- _The request_
Identify every line of the data below that contains the word "seat", and copy each such line. Case counts, so only lines where the word appears in that exact case qualify.

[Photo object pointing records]
- - -

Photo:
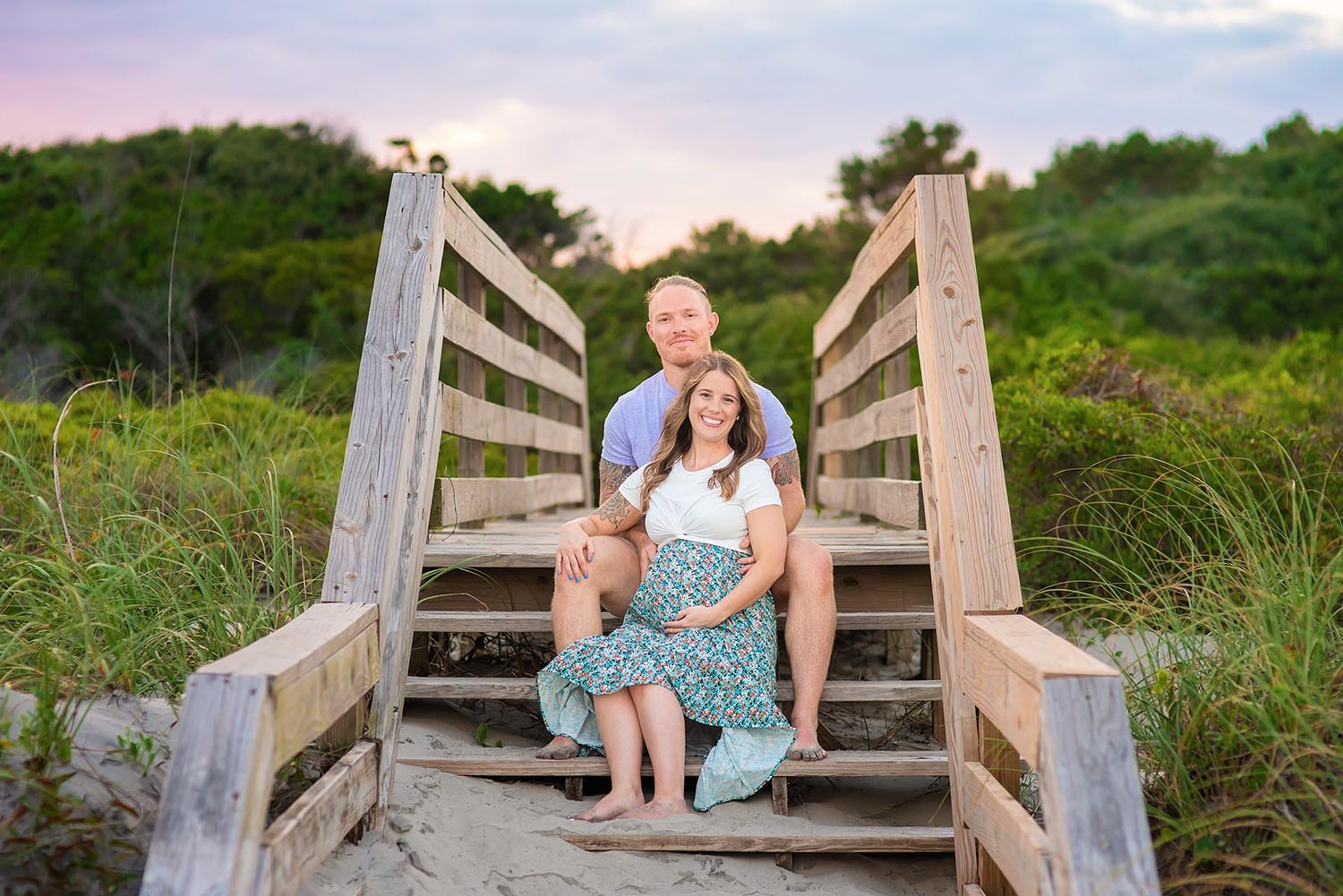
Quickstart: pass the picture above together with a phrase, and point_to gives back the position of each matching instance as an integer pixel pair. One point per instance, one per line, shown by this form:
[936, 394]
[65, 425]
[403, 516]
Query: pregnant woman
[700, 637]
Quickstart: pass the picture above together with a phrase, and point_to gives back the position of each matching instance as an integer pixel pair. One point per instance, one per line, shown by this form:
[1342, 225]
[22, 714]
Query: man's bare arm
[787, 476]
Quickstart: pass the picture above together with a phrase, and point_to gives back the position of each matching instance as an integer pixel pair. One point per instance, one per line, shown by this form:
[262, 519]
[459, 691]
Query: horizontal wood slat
[894, 501]
[1006, 831]
[470, 239]
[475, 418]
[891, 242]
[891, 335]
[535, 621]
[301, 840]
[521, 762]
[848, 840]
[881, 421]
[1005, 661]
[458, 500]
[526, 689]
[473, 333]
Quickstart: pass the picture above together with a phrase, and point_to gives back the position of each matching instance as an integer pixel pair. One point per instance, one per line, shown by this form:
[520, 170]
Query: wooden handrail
[1001, 672]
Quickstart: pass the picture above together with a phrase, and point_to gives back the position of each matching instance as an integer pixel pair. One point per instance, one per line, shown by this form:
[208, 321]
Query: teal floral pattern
[723, 676]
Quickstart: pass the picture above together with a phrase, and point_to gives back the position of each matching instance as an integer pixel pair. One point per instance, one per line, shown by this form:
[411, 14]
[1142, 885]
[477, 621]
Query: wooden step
[843, 840]
[422, 687]
[521, 762]
[534, 621]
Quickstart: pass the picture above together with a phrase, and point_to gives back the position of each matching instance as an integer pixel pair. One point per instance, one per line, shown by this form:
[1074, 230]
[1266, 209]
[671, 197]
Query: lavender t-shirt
[636, 422]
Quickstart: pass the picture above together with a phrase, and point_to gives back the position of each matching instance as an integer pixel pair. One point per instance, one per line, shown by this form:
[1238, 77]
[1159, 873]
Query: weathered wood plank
[480, 419]
[473, 333]
[961, 400]
[889, 244]
[395, 427]
[301, 840]
[846, 840]
[418, 687]
[308, 705]
[535, 621]
[459, 500]
[521, 762]
[959, 719]
[1006, 831]
[470, 239]
[1093, 801]
[881, 421]
[891, 335]
[889, 500]
[214, 807]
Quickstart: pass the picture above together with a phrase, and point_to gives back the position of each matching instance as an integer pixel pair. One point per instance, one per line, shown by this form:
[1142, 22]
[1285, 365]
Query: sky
[672, 115]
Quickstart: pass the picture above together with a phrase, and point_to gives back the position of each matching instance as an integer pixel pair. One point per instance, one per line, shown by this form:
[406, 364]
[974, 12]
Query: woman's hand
[696, 617]
[574, 552]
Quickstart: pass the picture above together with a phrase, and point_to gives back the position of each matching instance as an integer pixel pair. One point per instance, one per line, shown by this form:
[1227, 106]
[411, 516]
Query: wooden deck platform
[531, 543]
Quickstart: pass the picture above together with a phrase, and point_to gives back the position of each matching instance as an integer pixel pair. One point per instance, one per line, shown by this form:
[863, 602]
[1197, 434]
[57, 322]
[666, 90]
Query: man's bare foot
[806, 747]
[658, 809]
[560, 747]
[612, 805]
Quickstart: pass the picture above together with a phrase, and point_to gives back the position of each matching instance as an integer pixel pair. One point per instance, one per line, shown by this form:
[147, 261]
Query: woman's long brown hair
[746, 437]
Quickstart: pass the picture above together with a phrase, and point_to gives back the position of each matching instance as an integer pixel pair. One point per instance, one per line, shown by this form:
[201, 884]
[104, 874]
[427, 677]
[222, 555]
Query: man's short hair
[677, 279]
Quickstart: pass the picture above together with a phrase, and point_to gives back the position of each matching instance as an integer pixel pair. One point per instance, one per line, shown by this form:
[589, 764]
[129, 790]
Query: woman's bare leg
[620, 724]
[663, 731]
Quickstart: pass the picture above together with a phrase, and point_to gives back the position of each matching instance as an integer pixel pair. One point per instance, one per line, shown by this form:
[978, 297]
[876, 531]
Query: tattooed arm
[787, 476]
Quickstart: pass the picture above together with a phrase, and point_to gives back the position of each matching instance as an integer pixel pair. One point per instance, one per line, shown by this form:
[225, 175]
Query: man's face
[680, 325]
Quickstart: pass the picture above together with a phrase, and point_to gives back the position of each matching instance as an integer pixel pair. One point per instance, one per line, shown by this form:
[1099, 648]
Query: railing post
[381, 511]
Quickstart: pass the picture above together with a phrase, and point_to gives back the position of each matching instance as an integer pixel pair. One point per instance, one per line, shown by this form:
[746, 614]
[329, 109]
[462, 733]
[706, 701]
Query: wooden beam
[886, 247]
[459, 500]
[475, 418]
[214, 807]
[891, 335]
[954, 362]
[958, 710]
[1093, 801]
[483, 688]
[472, 241]
[521, 762]
[881, 421]
[1006, 831]
[301, 840]
[376, 550]
[851, 840]
[469, 330]
[888, 500]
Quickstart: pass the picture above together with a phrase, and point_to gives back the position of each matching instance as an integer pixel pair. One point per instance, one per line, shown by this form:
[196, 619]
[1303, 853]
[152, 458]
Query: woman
[700, 637]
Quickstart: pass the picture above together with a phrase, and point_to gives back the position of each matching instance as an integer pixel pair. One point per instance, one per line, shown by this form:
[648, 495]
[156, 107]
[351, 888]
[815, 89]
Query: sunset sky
[676, 113]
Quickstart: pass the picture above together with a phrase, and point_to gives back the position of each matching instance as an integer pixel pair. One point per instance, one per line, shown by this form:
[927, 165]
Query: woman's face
[714, 405]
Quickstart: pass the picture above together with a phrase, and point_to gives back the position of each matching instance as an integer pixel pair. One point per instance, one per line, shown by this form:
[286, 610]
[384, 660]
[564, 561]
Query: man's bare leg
[577, 609]
[808, 587]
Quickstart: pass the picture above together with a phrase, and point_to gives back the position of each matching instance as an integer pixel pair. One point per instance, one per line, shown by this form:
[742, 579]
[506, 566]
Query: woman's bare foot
[612, 805]
[560, 747]
[658, 809]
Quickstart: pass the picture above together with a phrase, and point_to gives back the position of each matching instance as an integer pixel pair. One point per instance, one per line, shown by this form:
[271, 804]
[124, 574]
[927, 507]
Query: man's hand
[645, 547]
[747, 559]
[695, 617]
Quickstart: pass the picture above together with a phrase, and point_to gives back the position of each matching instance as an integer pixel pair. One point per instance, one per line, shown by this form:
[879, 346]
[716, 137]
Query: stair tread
[521, 762]
[483, 688]
[491, 621]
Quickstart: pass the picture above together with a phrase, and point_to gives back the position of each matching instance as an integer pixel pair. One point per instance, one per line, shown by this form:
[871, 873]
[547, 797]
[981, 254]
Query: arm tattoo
[786, 468]
[615, 509]
[610, 477]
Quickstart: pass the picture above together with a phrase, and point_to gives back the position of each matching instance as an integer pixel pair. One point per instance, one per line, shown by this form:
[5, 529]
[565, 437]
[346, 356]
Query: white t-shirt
[685, 508]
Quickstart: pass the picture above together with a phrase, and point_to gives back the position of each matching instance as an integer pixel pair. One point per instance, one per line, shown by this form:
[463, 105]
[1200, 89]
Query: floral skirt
[723, 676]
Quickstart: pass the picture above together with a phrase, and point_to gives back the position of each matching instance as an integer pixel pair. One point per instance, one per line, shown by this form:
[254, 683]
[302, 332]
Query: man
[681, 322]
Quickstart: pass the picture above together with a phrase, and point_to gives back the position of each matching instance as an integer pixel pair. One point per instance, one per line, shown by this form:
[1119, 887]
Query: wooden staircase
[883, 585]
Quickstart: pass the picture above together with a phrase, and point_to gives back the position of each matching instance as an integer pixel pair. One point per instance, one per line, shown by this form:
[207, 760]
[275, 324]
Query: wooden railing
[1012, 689]
[249, 713]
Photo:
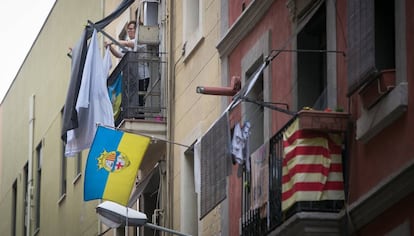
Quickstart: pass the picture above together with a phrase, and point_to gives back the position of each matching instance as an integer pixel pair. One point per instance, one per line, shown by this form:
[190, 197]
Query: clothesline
[145, 135]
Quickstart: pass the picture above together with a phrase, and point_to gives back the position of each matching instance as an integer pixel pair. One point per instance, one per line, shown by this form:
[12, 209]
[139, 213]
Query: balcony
[137, 101]
[291, 208]
[138, 109]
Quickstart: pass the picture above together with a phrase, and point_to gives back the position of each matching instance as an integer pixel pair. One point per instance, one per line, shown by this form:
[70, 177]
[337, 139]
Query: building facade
[266, 118]
[41, 189]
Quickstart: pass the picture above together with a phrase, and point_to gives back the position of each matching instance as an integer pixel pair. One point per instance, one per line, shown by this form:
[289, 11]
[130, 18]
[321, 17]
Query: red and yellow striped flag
[312, 166]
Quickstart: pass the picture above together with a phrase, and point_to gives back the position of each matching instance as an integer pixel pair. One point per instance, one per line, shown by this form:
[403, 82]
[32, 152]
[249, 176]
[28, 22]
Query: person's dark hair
[132, 23]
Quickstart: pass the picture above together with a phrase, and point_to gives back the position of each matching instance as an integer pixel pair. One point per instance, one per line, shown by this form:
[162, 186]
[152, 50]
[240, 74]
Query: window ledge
[383, 113]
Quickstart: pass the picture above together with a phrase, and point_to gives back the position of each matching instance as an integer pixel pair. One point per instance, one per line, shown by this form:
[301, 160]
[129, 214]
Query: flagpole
[126, 224]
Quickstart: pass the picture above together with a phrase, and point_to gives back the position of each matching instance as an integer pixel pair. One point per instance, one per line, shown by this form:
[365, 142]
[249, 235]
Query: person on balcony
[131, 44]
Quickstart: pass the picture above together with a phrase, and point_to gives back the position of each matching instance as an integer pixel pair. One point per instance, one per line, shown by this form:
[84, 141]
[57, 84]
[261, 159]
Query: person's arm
[116, 52]
[113, 50]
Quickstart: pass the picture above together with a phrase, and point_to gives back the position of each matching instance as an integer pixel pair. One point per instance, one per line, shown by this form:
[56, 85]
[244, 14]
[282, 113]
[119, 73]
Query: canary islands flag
[112, 165]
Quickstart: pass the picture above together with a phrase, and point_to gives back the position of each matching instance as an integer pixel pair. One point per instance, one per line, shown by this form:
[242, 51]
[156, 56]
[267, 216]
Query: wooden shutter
[361, 43]
[214, 165]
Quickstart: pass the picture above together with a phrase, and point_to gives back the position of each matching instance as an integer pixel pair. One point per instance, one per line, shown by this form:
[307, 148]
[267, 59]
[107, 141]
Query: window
[255, 114]
[375, 48]
[192, 25]
[38, 185]
[311, 66]
[371, 40]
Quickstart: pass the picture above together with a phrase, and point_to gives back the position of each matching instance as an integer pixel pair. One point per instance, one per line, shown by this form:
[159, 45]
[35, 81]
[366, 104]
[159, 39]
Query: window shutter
[214, 165]
[361, 43]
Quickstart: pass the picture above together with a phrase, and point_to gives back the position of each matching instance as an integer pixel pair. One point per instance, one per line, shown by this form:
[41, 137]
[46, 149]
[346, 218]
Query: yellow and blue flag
[112, 165]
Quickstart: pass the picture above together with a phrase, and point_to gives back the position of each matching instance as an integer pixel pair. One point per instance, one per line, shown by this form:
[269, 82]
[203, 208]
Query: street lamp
[114, 215]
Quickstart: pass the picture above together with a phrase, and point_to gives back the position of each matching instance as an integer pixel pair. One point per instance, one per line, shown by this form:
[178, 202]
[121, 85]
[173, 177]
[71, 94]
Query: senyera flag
[112, 165]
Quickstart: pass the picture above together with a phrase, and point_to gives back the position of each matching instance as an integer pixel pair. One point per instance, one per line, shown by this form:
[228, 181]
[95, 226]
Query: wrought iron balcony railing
[324, 123]
[136, 87]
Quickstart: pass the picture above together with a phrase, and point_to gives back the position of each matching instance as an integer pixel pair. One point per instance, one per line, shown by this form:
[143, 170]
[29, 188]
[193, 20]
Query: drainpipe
[170, 112]
[30, 165]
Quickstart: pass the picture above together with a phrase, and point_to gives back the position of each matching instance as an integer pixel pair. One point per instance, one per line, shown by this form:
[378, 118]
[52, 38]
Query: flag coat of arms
[112, 165]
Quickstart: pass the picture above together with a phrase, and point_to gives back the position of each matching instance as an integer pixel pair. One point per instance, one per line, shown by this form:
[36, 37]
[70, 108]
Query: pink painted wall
[392, 148]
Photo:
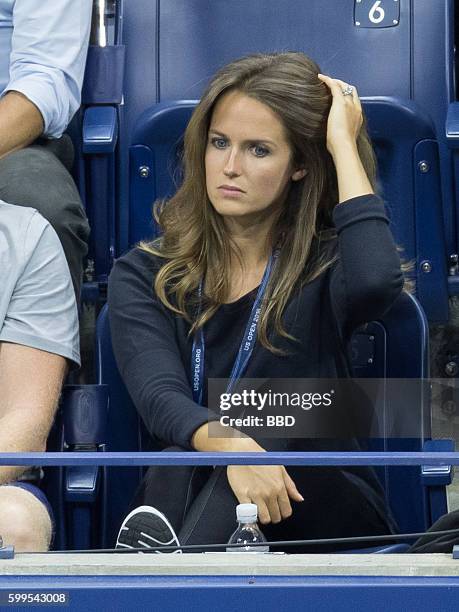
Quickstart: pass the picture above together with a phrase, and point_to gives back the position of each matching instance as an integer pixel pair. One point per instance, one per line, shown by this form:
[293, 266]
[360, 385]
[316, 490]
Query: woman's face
[248, 159]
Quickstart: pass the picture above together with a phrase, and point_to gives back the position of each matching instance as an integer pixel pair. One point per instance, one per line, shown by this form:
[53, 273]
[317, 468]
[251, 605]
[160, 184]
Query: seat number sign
[376, 13]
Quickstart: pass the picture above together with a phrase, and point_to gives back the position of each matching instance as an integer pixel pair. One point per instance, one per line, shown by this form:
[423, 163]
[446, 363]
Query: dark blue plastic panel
[250, 593]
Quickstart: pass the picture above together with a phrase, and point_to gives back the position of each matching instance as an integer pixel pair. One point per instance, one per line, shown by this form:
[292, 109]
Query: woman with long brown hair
[272, 251]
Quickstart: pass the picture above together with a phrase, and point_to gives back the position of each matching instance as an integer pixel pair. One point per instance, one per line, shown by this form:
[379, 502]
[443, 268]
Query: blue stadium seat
[407, 57]
[403, 137]
[395, 347]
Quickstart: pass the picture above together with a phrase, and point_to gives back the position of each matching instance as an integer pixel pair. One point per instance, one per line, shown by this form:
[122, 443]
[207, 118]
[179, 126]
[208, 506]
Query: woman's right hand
[268, 486]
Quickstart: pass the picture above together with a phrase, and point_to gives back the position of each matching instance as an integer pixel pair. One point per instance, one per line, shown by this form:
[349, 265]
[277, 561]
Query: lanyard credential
[245, 349]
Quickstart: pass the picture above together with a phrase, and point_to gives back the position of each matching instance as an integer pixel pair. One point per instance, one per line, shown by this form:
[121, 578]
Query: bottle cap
[247, 513]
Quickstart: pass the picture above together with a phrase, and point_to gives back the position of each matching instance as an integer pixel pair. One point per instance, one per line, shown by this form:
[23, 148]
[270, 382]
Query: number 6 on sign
[376, 14]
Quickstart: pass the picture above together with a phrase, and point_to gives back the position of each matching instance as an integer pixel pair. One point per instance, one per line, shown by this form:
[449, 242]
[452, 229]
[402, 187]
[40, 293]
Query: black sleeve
[367, 277]
[144, 342]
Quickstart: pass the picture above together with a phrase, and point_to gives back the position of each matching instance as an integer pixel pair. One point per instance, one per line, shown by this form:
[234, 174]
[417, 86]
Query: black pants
[38, 176]
[200, 505]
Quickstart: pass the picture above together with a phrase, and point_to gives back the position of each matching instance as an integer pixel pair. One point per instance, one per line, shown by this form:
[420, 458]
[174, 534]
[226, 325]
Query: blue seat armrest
[437, 475]
[452, 125]
[100, 130]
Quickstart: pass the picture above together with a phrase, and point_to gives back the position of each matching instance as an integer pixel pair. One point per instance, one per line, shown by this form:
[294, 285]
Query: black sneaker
[146, 527]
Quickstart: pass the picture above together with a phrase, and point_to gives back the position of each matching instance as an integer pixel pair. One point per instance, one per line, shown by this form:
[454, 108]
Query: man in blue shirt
[43, 48]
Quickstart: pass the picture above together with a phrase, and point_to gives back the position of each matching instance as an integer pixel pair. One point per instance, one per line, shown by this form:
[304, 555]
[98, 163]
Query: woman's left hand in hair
[345, 118]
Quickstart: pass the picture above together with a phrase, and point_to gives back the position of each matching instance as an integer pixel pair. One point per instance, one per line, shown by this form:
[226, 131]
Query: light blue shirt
[43, 46]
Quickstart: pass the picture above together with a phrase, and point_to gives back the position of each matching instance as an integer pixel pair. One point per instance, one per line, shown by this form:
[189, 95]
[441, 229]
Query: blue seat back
[403, 137]
[407, 57]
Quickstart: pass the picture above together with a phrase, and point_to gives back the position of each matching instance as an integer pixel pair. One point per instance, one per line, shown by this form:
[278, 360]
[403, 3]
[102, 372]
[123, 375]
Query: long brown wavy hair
[195, 243]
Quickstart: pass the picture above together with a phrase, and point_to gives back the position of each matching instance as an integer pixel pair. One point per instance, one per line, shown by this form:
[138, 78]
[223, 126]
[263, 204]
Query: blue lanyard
[245, 349]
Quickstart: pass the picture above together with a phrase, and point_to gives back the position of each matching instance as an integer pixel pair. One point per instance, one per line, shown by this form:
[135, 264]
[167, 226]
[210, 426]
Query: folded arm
[30, 381]
[47, 61]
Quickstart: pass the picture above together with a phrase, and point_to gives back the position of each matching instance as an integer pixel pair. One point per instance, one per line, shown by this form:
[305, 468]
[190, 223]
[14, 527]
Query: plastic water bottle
[247, 531]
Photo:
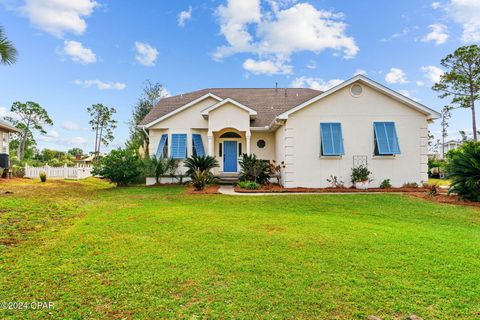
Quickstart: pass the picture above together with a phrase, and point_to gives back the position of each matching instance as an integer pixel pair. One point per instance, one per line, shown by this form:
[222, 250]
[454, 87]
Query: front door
[230, 156]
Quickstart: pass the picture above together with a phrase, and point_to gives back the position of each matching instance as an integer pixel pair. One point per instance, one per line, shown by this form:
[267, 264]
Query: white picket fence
[77, 172]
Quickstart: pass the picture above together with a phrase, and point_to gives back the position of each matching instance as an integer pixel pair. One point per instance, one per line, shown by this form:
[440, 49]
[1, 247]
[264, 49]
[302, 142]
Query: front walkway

- - -

- _Problem solution_
Query: seat number sign
Query: blue stadium seat
Query: blue seat armrest
Query: blue seat back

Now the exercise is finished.